Do this: Extract every line of the data below that contains the word "white", copying each one in full. Match case exactly.

Coordinate labeling data:
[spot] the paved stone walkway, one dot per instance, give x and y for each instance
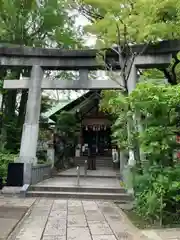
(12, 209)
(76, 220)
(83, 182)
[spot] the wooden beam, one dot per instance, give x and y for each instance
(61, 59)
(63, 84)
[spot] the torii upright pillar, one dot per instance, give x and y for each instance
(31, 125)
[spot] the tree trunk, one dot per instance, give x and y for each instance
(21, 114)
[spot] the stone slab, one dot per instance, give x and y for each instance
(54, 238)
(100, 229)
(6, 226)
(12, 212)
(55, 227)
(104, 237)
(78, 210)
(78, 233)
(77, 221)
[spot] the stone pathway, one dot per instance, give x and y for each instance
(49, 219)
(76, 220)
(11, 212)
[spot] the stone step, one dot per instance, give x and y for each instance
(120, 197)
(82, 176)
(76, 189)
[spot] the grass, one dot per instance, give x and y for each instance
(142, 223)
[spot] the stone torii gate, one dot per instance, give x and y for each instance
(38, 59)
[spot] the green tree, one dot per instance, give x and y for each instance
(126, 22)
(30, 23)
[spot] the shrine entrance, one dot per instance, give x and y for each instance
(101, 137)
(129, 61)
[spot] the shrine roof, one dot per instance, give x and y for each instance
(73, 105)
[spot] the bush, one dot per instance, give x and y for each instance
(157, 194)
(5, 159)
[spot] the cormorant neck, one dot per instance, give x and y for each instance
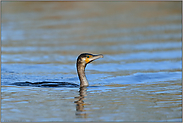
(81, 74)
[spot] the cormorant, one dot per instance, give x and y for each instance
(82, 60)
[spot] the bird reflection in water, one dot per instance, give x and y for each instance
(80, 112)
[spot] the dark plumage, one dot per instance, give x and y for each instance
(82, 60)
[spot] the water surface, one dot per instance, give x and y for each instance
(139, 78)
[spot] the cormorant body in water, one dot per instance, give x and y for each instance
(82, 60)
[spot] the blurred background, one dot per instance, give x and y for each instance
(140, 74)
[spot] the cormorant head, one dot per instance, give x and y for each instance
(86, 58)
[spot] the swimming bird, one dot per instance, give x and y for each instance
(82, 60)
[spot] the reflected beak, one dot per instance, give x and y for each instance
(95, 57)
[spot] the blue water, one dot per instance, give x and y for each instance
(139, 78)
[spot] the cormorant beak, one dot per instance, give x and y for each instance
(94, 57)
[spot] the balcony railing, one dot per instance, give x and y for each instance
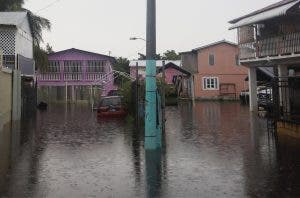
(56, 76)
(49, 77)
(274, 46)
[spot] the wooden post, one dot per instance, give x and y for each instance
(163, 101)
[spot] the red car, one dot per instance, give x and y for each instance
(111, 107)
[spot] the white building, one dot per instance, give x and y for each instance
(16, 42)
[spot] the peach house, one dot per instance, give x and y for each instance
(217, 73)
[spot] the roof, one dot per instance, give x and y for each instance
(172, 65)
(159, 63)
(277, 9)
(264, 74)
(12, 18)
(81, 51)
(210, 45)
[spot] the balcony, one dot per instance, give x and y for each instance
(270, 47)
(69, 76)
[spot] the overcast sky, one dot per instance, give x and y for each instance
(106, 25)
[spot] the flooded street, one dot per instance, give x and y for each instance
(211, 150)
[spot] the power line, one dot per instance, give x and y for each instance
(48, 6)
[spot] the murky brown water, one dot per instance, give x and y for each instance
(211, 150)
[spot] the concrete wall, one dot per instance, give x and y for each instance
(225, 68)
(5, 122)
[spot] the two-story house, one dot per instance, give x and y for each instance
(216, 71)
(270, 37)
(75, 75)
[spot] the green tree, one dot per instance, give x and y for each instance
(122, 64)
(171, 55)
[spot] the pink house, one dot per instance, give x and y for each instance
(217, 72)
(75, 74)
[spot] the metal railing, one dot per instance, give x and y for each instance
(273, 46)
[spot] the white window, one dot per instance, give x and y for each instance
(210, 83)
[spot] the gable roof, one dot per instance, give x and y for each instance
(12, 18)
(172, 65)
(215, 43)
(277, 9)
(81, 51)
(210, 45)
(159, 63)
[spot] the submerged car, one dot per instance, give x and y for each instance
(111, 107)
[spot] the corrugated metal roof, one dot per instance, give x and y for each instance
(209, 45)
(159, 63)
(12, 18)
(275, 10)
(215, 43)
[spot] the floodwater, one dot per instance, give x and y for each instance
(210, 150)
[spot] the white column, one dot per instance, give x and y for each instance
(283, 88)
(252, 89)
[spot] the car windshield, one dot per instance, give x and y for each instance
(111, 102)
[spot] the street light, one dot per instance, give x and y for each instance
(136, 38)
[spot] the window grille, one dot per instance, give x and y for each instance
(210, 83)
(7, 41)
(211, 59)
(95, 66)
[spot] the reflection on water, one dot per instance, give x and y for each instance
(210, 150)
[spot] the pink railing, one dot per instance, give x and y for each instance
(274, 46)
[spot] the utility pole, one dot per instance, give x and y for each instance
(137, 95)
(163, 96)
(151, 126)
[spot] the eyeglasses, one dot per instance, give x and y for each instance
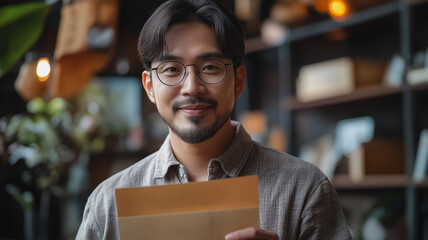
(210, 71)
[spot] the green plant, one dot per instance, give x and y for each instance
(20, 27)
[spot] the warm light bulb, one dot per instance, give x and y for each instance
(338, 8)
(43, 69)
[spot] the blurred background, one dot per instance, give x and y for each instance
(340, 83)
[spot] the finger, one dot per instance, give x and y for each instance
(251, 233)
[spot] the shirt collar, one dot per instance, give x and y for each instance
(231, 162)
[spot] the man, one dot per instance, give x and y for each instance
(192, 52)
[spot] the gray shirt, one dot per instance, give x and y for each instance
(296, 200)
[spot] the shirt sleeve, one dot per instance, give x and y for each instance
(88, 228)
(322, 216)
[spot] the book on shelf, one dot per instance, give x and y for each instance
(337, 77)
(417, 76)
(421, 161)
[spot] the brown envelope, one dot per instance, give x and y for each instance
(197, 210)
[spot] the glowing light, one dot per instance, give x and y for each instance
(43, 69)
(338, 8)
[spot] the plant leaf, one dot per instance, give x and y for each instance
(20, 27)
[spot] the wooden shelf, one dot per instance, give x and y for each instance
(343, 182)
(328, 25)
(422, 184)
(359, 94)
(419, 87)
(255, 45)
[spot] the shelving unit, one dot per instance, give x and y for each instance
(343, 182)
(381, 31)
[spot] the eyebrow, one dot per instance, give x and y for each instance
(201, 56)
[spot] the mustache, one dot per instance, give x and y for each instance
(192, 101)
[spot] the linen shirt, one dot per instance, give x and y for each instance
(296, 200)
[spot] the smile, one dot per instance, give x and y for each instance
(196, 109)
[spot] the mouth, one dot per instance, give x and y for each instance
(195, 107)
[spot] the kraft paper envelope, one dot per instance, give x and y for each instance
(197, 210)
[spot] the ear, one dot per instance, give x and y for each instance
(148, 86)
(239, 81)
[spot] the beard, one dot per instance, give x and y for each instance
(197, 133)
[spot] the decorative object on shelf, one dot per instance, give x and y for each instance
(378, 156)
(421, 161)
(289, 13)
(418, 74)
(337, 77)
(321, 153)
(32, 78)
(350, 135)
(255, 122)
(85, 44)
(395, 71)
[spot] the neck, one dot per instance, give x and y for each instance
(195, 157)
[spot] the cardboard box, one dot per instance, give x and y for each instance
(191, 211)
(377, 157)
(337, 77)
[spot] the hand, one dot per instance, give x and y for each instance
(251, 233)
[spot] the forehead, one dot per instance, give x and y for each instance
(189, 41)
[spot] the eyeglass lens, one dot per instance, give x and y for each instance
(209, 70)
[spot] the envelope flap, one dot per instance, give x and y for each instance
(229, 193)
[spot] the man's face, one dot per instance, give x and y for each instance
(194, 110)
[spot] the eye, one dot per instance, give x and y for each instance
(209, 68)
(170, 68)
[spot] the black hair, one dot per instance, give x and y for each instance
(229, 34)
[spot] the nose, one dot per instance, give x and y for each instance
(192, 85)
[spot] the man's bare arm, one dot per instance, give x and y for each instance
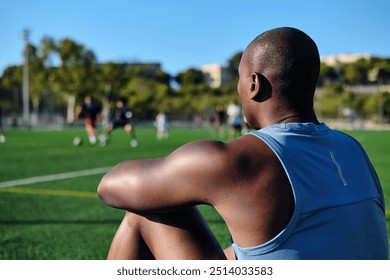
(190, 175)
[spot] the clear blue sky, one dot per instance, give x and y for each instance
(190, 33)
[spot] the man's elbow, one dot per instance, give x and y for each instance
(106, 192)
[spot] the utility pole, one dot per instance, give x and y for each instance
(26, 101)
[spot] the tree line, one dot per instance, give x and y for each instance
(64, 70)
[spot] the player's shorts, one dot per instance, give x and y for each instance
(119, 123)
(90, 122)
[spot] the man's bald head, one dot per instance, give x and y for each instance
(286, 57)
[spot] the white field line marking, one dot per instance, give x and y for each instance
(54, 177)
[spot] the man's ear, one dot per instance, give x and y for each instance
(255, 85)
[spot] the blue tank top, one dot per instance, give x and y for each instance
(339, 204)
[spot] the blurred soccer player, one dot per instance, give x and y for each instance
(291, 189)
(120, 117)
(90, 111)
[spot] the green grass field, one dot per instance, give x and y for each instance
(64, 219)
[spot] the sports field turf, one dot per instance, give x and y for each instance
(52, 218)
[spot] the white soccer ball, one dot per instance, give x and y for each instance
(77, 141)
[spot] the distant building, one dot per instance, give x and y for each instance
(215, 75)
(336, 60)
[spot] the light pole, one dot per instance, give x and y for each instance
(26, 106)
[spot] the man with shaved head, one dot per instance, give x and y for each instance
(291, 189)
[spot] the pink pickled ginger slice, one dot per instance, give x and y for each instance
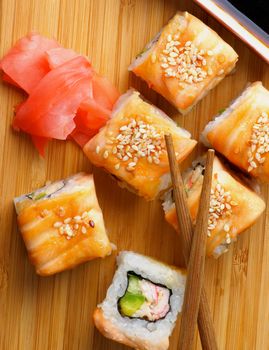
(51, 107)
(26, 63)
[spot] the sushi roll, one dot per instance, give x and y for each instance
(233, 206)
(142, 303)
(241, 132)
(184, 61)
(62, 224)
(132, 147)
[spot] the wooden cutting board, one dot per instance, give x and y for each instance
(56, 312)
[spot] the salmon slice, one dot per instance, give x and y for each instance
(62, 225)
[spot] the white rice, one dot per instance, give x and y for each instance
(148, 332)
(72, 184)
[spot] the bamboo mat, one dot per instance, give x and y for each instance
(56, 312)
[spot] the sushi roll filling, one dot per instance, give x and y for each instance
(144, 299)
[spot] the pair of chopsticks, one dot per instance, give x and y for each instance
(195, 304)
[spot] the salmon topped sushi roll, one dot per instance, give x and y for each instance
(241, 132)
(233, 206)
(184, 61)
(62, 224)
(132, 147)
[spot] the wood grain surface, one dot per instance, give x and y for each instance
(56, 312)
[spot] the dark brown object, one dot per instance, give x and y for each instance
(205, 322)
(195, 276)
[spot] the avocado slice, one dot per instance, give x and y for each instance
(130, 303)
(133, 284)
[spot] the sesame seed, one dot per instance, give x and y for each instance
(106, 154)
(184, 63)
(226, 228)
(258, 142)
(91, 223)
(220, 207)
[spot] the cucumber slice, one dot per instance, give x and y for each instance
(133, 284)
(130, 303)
==
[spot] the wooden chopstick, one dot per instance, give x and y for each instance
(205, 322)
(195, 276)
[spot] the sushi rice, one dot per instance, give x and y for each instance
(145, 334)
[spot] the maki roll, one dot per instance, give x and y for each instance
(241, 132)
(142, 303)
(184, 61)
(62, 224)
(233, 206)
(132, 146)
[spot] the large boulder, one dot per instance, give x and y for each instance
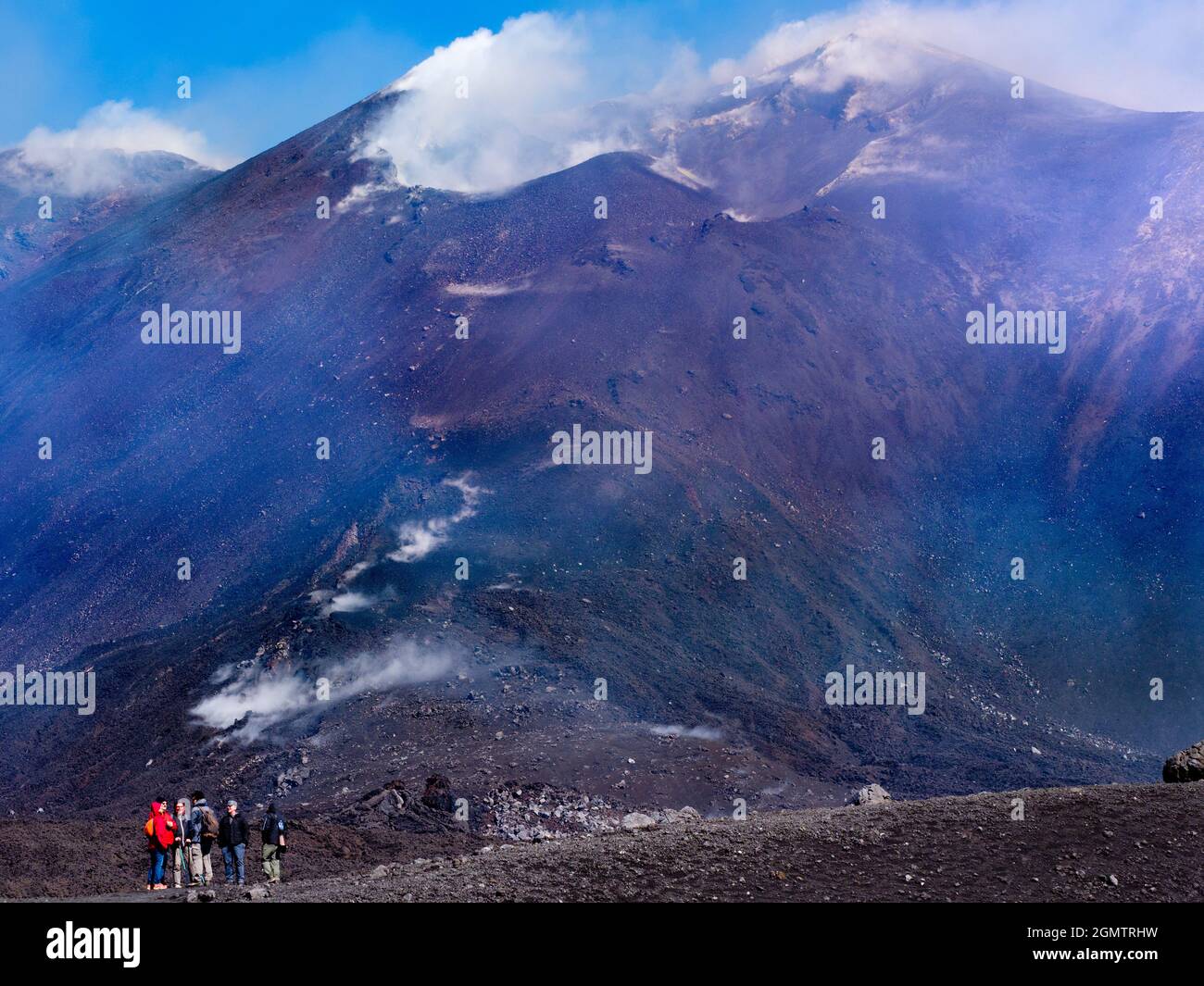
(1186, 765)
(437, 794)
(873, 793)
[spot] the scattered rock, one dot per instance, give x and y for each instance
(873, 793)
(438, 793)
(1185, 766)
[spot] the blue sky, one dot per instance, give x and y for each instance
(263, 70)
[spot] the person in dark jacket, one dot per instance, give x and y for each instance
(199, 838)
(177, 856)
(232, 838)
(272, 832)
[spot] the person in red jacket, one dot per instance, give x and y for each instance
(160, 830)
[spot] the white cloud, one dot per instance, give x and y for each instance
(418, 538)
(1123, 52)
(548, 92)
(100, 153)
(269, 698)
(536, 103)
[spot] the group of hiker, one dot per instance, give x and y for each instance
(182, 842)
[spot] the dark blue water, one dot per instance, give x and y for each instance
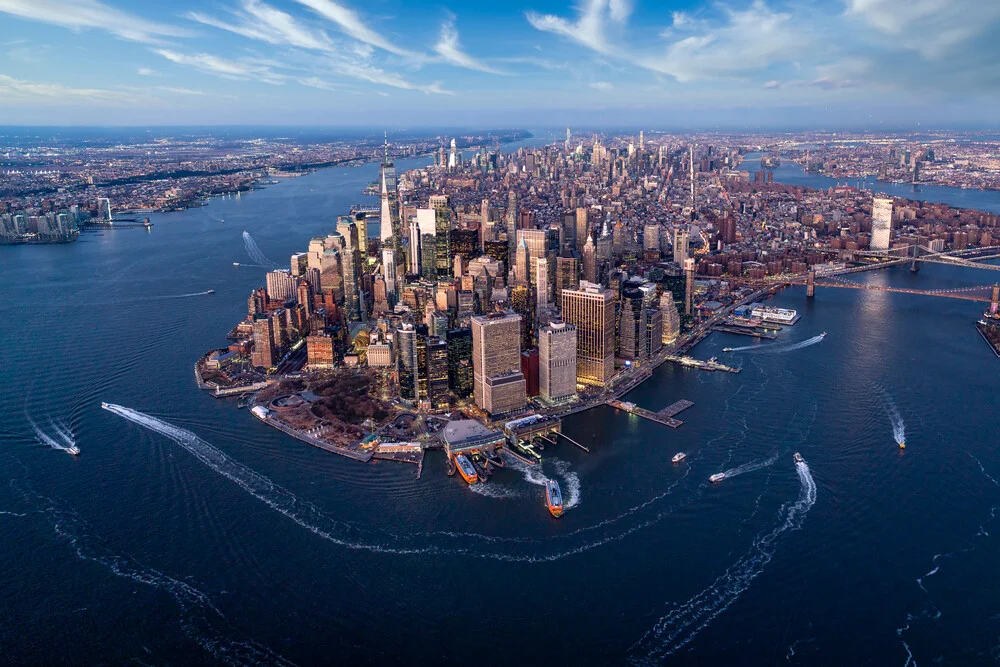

Response to the exercise:
[spot] the white building, one dot per instance, give x and y for each instance
[spot] the white window, one dot per instance, give x and y for each instance
[spot] the white column, one dot per instance, give x and y for each instance
[spot] the white field line marking, one dot per instance, give x and y for each instance
[spot] the white soccer ball, one dot per instance, give x and y for each instance
[spot] the white rice, one dot per instance, give x and y for each instance
[spot] the white cloud, one dot per instance, give x and y for each instance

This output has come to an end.